---------- Extract provided

The Department of Veterans Affairs and the Indian Health Service announced they are using some of the funding they received under a recent coronavirus-response appropriations package to expand telehealth coverage.
The $2.2 trillion law passed in March contained telehealth-specific provisions for the VA and IHS, and both agencies say they are now working to spend their extra cash on resources to deliver medical services remotely.
Both agencies are responsible for large health care systems that are bracing for COVID-19 patients but also are required to care for other health care needs. Both the VA and IHS care for populations that have high rates of health conditions that raise the chance of death caused by COVID-19 and need to reach patients in remote and rural areas.
Buying more tech
To be able to send non-essential workers home and care for more veterans remotely, the VA requested money to purchase at least 180,000 new devices. The VA also reduced the paperwork needed to be qualified to telework for some regions. In the new law, called the CARES Act, the VA has been granted authority to enter into free or reduced-price telecommunications contracts to reach rural veterans for mental health services.
“Since the President signed the CARES Act, VA has been moving quickly to implement the President’s intent to hire new staff, take care of homeless Veterans, use our cutting-edge telehealth technology to keep appointments, help state-run Veterans homes,” VA Secretary Robert Wilkie said in a statement.
For urban veterans who rely on Housing and Urban Development-supported housing, the VA is “working to ensure” veterans have what they need to connect to telehealth services. The VA administers telehealth through enhanced iPads that have webcams and other tools to monitor a patient’s health.

--------------------

> [Assignment 1]
Answer these questions from the article on VA and IHS telehealth funding:
(a) What was the dollar size of the law passed in March?
(b) At least how many new devices did the VA request money to purchase?
(c) Through what does the VA administer telehealth?
> [Assignment 2] Extend the article on VA and IHS telehealth funding, beginning after its final sentence.

---------- Recorded information

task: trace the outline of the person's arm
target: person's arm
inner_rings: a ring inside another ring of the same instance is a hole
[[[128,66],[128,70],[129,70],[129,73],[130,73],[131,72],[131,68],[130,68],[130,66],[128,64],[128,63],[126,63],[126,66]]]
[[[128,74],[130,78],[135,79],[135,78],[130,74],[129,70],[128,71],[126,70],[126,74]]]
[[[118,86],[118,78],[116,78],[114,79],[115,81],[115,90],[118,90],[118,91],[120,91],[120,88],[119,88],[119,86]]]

--------------------

> [Task result 1]
(a) $2.2 trillion
(b) 180,000
(c) Enhanced iPads that have webcams and other tools to monitor a patient's health

> [Task result 2]
Expanding telehealth pilots
The Indian Health Services, a component of the Department of Health and Human Services, is tasked with serving 2.6 million Americans Indians and Alaska Natives living on reservations and in urban settings. In early April, IHS said it completed test runs using Cisco’s encrypted teleconference services in Oklahoma City and around Navajo territory. The IHS also says it is expanding training on the system.
“The current COVID-19 pandemic reminds us how important it is to be able to reach your healthcare team,” Rear Adm. Michael D. Weahkee, IHS principal deputy director, said in a news release. “Telehealth will further protect our patients and employees by expanding services and increasing access to care, while doing our part to help stop the spread of COVID-19.”
IHS is allowing more technology to be used than usual, including non-public-facing audio and video communications technology from clinics to patients. This relaxing of standards applies to all treatment, not just coronavirus-specific cases and took place on March 27, according to the release. HHS also said it would use its discretion to not pursue violations of the stringent rules on protecting health information from the Health Insurance Portability and Accountability Act (HIPPA). The 1996 law limits the use of telehealth in some cases.